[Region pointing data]
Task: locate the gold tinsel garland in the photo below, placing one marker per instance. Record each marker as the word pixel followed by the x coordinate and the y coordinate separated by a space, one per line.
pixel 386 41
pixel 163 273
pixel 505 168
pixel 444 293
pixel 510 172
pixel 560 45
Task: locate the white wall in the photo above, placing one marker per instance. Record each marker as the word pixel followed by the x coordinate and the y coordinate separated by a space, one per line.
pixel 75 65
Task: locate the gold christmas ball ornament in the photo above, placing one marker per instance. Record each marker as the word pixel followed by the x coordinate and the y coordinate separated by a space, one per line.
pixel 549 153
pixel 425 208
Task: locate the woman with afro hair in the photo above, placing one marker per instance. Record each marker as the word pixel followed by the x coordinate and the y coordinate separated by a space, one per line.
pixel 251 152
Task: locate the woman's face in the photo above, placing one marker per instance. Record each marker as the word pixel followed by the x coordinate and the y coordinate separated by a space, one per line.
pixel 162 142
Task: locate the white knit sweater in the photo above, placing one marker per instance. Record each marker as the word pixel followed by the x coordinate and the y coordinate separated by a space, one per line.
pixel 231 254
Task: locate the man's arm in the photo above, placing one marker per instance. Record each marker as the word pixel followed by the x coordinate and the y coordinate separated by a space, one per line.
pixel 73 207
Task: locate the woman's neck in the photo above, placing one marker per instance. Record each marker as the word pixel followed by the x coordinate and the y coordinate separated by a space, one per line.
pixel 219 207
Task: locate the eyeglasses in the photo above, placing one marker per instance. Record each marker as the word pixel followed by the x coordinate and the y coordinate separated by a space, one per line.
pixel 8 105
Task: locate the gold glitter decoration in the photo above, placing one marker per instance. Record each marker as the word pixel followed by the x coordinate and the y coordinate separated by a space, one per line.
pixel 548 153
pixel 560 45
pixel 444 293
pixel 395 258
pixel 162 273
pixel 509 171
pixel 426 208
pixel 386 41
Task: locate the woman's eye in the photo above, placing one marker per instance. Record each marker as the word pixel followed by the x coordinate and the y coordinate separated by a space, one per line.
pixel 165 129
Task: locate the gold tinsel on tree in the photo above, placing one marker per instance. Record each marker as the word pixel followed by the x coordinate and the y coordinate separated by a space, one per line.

Exercise aim » Would you repeat all of the data above, word for word?

Answer space »
Task: locate the gold tinsel garland in the photo below, placing one marker per instance. Record each marker as the word pixel followed by the x coordinate and the y coordinate separated by a space, one per line.
pixel 386 41
pixel 163 273
pixel 505 168
pixel 444 293
pixel 510 172
pixel 560 45
Task: locate the white wall in the photo above, placing one marker per instance. Record each marker as the word pixel followed by the x coordinate and the y coordinate separated by a space, one per line.
pixel 75 65
Task: locate the gold christmas ball ornament in the photo above, placing one marker per instance. Record each marker as the word pixel followed by the x coordinate and the y coordinate separated by a space, one per line.
pixel 549 153
pixel 425 208
Task: locate the woman with afro hair in the photo above, placing one marker per instance. Record each marker as the word pixel followed by the x coordinate and the y coordinate separated by a space, one per line.
pixel 251 152
Task: locate the woman's face in the photo above, placing one marker per instance. Record each marker as the word pixel followed by the x coordinate and the y coordinate separated by a space, one per line.
pixel 162 142
Task: locate the white knit sweater in the photo above, placing one marker per instance. Record each marker as the word pixel followed by the x coordinate and the y coordinate separated by a space, one per line.
pixel 231 254
Task: locate the man's arm in the photo above, placing one marker per instance. Record each marker as the word pixel followed by the x coordinate and the y coordinate separated by a space, one per line.
pixel 73 207
Task: locate the woman's neck in the photo above, placing one marker per instance. Record each marker as the word pixel followed by the x coordinate and the y coordinate separated by a space, one per line.
pixel 219 207
Task: locate the eyeglasses in the photo above, placing one marker per instance. Record each marker as the word pixel followed by the x coordinate and the y coordinate separated by a space, one per line.
pixel 8 105
Task: locate the gold glitter decoration in the photo above, placing one marker per instance. Record each marker as the word pixel followed by the x coordinate and the y coordinate separated by a space, one per line.
pixel 548 153
pixel 560 45
pixel 444 293
pixel 395 258
pixel 162 273
pixel 509 171
pixel 426 208
pixel 386 41
Task: locate the woman's eye in the photo above, placing one marker per instance. Record each marker as the word pixel followed by the x coordinate and the y coordinate separated by a space, one per line.
pixel 165 129
Task: locate the gold tinsel on tree in the photo above, placing one marker per instance. Record each marker as the word pixel followed by the x coordinate and the y coordinate separated by a space, one per line.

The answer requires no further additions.